_Problem_.
In the CWSF Awards passage, how much cash does a Senior Special Award give?

_Passage provided_.
-*-*-

The purpose of the CWSF Awards is to reward outstanding scientific and technological achievement and excellence by Canada’s young scientists at the national level and to recognize those national finalists at the Canada-Wide Science Fair whose achievement places them above the rest.

Rigorous judging standards ensure all projects are assessed critically and fairly. All are judged on the following criteria (Judge’s Marking Form):

  • Scientific Thought
  • Originality and Creativity
  • Communication

About 325 judges from University, the public and private sectors, sponsors and regional science fair partners across Ontario volunteer their time to judge the science on display at the CWSF.

Awards include the Special, Interdisciplinary, Challenge, Excellence (medals),and Grand Awards, with nearly $1 million presented as cash, scholarships, travel and other prizes!

Special Awards

These awards are for outstanding projects that meet specific criteria within a particular aspect of science and often reflect the special interests of the sponsoring foundations, companies and professional associations. All Special Awards are cash prizes: $500 for Junior, $750 for Intermediate and $1,000 for Senior.

Self-nomination is not required for these awards. Interviews for these awards are unscheduled, and students may or may not see a judge for one of these awards.

View Special Awards

Interdisciplinary Awards

Interdisciplinary Awards are open to all projects in the appropriate grade category and include cash awards, trips, summer internships and other prizes for outstanding projects that meet specific criteria established by the sponsor(s).

Self-nomination is a commitment to accept the award as offered. If you plan to nominate your project for a travel or summer experience award, be sure you do so only after careful consideration and with parent/guardian approval.

-*-*-

_Listed records_.
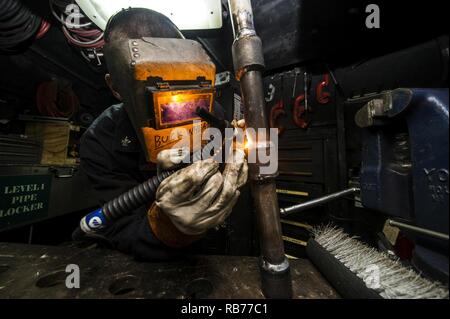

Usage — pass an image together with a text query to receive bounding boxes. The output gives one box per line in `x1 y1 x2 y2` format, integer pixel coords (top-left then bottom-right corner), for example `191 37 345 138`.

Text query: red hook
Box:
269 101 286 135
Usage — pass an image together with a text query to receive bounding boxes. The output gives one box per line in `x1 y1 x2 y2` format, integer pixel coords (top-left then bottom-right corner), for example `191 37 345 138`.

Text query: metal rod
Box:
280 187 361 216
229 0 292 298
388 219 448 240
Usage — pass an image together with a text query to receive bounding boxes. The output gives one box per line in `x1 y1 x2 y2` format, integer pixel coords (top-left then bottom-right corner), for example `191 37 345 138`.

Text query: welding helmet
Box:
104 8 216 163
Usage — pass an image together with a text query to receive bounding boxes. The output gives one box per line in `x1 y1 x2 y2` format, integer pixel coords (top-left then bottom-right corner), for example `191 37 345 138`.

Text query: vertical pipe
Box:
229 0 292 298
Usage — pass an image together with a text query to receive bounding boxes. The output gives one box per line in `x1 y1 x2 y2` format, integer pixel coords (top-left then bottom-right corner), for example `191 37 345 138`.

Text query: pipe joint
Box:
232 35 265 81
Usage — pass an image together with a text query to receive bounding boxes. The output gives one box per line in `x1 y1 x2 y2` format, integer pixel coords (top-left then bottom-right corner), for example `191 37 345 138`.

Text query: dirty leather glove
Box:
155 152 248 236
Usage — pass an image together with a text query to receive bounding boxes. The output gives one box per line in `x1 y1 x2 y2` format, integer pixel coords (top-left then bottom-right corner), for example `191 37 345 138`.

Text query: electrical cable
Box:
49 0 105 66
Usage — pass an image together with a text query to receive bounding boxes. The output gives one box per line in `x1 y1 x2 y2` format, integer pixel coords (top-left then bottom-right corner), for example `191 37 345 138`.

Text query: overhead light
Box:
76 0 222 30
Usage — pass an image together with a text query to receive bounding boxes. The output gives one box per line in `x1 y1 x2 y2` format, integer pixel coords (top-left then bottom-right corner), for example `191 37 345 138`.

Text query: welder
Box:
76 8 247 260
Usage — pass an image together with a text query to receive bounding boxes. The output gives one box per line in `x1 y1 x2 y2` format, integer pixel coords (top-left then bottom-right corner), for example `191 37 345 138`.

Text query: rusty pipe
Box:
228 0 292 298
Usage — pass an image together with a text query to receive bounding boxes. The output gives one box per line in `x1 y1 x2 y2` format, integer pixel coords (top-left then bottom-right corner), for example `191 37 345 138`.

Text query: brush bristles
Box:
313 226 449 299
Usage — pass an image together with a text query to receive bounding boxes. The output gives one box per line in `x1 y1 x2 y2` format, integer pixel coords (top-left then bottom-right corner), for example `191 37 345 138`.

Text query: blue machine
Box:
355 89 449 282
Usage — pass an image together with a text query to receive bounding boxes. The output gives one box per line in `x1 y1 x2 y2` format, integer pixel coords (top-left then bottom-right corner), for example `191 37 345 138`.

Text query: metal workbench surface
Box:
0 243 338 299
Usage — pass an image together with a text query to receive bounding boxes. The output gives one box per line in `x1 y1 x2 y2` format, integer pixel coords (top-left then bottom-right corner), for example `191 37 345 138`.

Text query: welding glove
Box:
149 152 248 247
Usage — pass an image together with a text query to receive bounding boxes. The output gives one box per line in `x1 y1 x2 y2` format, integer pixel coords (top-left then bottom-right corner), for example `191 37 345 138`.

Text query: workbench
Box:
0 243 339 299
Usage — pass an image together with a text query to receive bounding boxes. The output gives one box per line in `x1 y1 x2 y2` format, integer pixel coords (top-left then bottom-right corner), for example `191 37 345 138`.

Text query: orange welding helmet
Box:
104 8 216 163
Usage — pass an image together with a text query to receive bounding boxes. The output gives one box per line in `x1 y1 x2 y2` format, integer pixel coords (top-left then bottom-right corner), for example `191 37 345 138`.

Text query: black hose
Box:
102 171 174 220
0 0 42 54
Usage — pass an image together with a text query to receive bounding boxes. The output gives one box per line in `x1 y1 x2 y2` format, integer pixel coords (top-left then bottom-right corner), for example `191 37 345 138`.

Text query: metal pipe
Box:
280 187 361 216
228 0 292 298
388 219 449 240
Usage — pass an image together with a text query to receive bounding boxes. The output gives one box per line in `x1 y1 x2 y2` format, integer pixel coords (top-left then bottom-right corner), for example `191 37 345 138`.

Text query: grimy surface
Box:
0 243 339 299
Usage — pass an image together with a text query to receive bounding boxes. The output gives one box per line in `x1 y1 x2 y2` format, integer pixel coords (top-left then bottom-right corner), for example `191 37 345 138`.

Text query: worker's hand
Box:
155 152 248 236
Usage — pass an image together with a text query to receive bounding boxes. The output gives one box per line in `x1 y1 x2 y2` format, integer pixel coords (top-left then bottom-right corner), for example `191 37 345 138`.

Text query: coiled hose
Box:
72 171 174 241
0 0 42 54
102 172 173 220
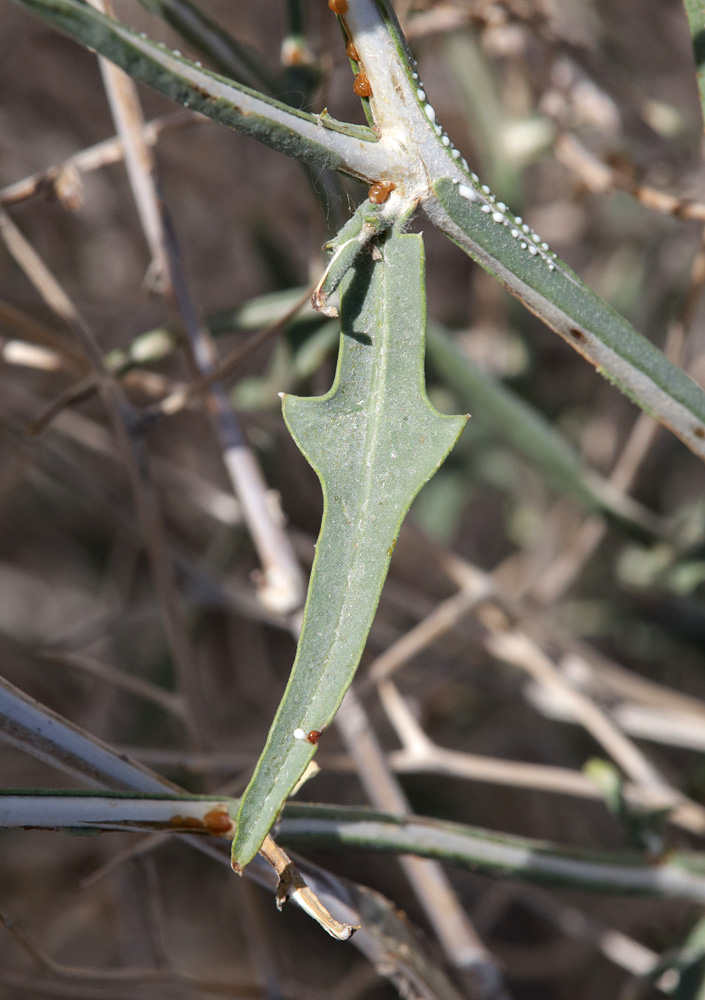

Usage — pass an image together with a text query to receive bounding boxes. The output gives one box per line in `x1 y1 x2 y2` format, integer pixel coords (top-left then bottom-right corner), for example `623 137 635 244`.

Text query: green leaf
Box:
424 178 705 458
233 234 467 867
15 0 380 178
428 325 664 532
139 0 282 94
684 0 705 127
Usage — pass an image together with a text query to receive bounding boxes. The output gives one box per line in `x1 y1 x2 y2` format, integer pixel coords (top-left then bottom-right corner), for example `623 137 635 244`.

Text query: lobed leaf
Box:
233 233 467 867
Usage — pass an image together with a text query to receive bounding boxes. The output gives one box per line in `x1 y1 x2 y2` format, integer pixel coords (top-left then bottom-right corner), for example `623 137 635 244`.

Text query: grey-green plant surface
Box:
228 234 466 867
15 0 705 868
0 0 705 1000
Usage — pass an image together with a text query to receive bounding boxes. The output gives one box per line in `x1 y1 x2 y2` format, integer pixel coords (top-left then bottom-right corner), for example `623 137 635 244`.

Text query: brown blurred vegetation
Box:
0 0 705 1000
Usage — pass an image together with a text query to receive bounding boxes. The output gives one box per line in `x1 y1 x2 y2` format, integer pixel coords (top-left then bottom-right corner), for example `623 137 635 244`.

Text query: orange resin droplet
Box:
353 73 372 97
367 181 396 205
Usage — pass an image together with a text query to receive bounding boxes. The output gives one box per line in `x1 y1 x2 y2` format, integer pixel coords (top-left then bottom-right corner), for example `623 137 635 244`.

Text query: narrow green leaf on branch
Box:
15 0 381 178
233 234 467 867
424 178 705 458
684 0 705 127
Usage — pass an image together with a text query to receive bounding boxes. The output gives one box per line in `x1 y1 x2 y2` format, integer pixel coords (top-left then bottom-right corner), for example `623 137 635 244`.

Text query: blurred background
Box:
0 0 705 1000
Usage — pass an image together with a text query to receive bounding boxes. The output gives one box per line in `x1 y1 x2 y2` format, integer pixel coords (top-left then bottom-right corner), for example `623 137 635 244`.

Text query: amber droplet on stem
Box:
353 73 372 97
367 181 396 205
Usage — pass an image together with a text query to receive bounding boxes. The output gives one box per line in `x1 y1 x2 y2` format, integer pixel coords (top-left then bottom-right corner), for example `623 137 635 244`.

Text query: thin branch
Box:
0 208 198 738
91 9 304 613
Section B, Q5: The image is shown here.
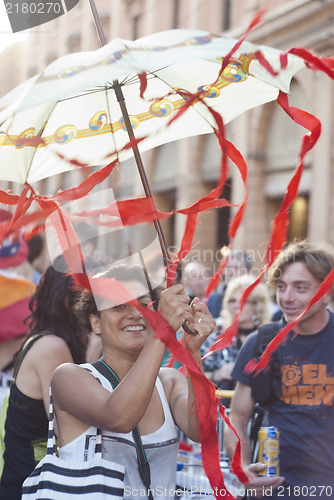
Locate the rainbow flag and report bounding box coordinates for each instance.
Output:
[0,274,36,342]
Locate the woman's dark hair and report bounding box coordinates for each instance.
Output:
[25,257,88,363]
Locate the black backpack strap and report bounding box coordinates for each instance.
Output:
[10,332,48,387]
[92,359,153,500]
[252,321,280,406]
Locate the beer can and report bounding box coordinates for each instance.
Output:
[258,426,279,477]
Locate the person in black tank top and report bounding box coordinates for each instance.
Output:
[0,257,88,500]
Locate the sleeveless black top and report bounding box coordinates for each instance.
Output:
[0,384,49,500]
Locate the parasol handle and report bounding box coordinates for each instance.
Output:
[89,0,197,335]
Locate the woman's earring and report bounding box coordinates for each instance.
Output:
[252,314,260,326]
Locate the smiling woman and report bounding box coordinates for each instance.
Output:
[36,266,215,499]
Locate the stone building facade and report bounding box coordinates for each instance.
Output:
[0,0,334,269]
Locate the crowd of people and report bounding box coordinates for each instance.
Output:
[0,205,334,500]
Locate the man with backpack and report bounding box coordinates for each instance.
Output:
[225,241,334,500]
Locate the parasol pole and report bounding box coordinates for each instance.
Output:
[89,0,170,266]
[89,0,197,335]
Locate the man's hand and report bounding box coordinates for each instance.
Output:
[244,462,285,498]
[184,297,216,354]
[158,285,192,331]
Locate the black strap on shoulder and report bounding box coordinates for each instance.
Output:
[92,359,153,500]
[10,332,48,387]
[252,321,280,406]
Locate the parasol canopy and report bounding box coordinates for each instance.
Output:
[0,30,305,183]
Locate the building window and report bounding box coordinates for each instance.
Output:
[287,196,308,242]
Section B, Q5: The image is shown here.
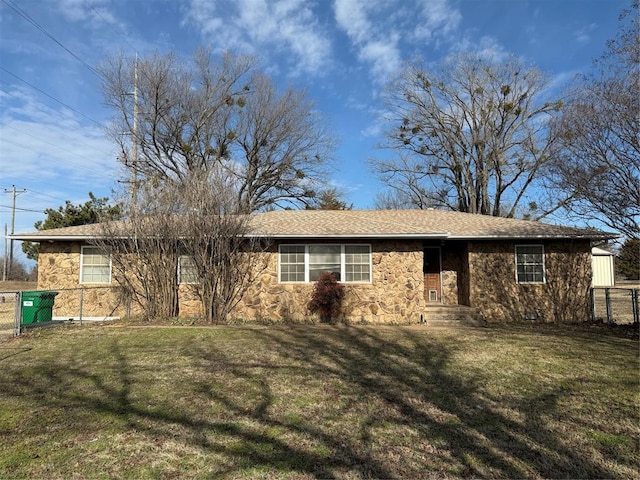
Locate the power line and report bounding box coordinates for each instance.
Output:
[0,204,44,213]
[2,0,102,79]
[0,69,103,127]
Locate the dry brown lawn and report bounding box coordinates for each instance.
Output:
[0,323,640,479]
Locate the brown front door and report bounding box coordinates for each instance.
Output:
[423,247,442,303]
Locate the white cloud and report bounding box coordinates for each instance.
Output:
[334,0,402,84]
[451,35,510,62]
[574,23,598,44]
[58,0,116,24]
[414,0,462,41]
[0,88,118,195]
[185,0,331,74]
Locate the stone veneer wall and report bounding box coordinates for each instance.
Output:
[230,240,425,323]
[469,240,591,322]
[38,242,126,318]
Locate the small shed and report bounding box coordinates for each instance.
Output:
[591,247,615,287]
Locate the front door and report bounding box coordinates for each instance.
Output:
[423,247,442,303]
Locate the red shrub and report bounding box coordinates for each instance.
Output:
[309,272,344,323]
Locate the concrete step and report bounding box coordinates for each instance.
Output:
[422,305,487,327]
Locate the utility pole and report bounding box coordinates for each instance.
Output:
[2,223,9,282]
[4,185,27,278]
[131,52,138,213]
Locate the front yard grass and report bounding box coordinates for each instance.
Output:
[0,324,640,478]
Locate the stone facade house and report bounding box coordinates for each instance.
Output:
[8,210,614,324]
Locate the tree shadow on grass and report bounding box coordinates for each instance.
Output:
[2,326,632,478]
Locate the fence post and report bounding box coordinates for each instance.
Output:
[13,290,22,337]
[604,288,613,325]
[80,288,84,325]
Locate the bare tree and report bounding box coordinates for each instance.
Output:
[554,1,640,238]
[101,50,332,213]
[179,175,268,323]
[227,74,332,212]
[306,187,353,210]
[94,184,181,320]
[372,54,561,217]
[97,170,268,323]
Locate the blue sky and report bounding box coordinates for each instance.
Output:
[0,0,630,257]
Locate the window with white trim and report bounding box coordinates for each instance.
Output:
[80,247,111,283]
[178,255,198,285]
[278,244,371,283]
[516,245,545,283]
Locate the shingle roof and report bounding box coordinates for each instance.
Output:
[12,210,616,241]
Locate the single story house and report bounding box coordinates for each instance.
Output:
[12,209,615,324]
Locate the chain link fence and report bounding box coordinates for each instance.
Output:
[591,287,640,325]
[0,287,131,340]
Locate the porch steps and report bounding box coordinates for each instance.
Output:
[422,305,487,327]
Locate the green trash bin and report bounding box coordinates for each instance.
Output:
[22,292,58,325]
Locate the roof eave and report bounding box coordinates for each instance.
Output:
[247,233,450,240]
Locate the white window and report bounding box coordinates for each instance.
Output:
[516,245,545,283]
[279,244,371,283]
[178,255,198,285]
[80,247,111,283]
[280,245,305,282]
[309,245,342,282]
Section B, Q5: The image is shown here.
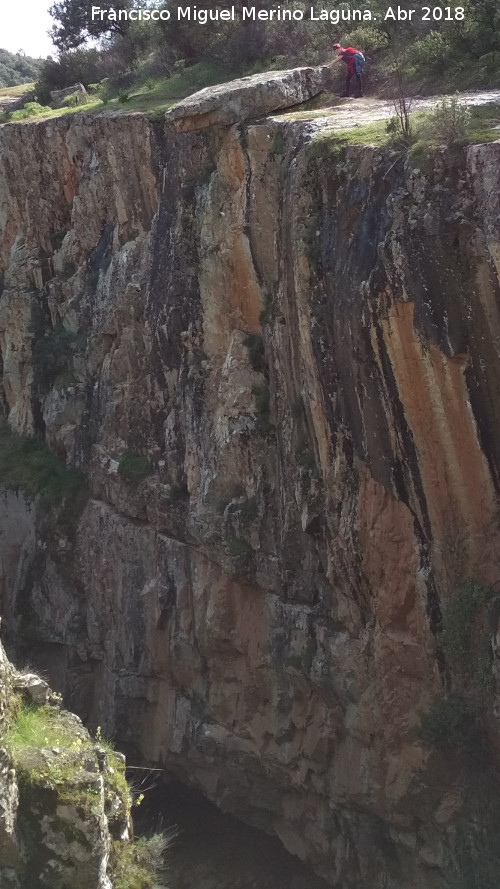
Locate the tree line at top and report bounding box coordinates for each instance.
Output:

-*-*-

_Result_.
$1,000